→ **TEXT**:

⟨

Commit graph

20 commits

Author SHA1 Message Date
Aliaksandr Kalenik
f3ea882d6e LibWeb: Remove "signal to continue SHTQ" from document loading
This promise was previously used to signal the session history traversal
queue that it could continue processing, but is no longer needed.
2026-04-01 06:47:59 +02:00
Aliaksandr Kalenik
76d9cc4baf LibWeb: Replace spin_until in execute_script with deferred parser start
HTMLScriptElement::execute_script() and SVGScriptElement had spin_until
calls waiting for ready_to_run_scripts to become true. The race exists
because load_html_document() resolves the session history signal and
starts the parser in the same deferred_invoke — so the parser can hit a
<script> before update_for_history_step_application() sets the flag.

Instead of spinning, defer parser->run() until the document is ready.
Document gains a m_deferred_parser_start callback that is invoked when
set_ready_to_run_scripts() is called. The callback is cleared before
invocation to avoid reentrancy issues (parser->run() can synchronously
execute scripts). All three document loading paths (HTML, XML, text)
now check ready_to_run_scripts before starting the parser and defer if
needed.

create_document_for_inline_content() (used for error pages) now calls
set_ready_to_run_scripts() before mutating the document, ensuring the
invariant holds for all parser paths.

The spin_until calls are replaced with VERIFY assertions.
2026-03-29 01:05:35 +01:00
Zaggy1024
7994d27c8d LibWeb: Add missing Promise.h include in DocumentLoading.cpp 2026-03-02 17:06:39 -06:00
Andreas Kling
37bdcc3488 LibWeb: Support MIME type sniffing for streaming HTTP responses
Previously, when loading a document, we would try to sniff the MIME
type by reading from the response body's source. However, for streaming
HTTP responses, the body source is Empty (the data comes through the
stream instead), so we had no bytes to sniff.

⟩

Stored entries
⟨

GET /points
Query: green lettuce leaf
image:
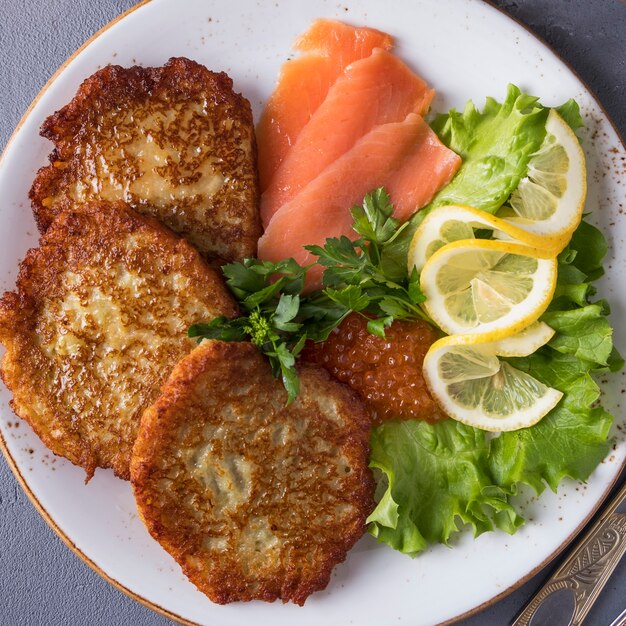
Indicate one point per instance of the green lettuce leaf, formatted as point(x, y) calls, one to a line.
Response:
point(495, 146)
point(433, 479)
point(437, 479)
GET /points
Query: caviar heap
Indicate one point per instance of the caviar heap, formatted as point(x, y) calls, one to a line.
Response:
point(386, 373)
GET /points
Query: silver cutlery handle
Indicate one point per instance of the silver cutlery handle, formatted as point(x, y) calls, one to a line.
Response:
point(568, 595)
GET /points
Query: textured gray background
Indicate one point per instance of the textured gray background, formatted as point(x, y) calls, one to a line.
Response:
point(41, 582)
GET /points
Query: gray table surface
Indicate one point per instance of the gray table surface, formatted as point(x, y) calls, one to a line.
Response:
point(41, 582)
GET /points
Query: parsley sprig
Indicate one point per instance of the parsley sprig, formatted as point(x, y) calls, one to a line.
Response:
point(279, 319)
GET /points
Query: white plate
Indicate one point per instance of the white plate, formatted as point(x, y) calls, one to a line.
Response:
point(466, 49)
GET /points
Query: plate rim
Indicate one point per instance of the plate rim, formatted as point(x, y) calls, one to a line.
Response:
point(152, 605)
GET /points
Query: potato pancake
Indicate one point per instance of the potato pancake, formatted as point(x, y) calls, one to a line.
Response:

⟩
⟨

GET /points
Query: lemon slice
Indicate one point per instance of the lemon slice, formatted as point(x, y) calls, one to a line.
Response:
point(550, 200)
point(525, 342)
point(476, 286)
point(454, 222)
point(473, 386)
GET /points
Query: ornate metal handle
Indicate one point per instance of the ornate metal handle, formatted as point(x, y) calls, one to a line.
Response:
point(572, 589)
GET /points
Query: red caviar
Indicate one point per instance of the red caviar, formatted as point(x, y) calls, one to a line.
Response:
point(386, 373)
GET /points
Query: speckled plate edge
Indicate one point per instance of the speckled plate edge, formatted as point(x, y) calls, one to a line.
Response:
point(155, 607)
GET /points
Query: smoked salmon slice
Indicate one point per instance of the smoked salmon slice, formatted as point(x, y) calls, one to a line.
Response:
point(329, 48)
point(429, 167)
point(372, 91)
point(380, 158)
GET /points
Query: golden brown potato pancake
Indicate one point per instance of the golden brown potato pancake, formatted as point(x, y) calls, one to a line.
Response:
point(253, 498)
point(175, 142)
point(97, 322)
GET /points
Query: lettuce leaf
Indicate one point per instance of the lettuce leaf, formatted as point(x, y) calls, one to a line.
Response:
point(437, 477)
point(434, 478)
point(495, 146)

⟩

→ **TO DO**:
(1) Answer these questions about the commit log:
(a) What are the spin_until calls replaced with?
(b) For streaming HTTP responses, what does the commit log say the body source is?
(c) Which include was missing from DocumentLoading.cpp?
(2) List every line in the entries that contains the string "sprig". Case counts.

→ **LIST OF SOLUTIONS**:
(1)
(a) VERIFY assertions.
(b) Empty.
(c) Promise.h.

(2)
Query: parsley sprig
Indicate one point per instance of the parsley sprig, formatted as point(x, y) calls, one to a line.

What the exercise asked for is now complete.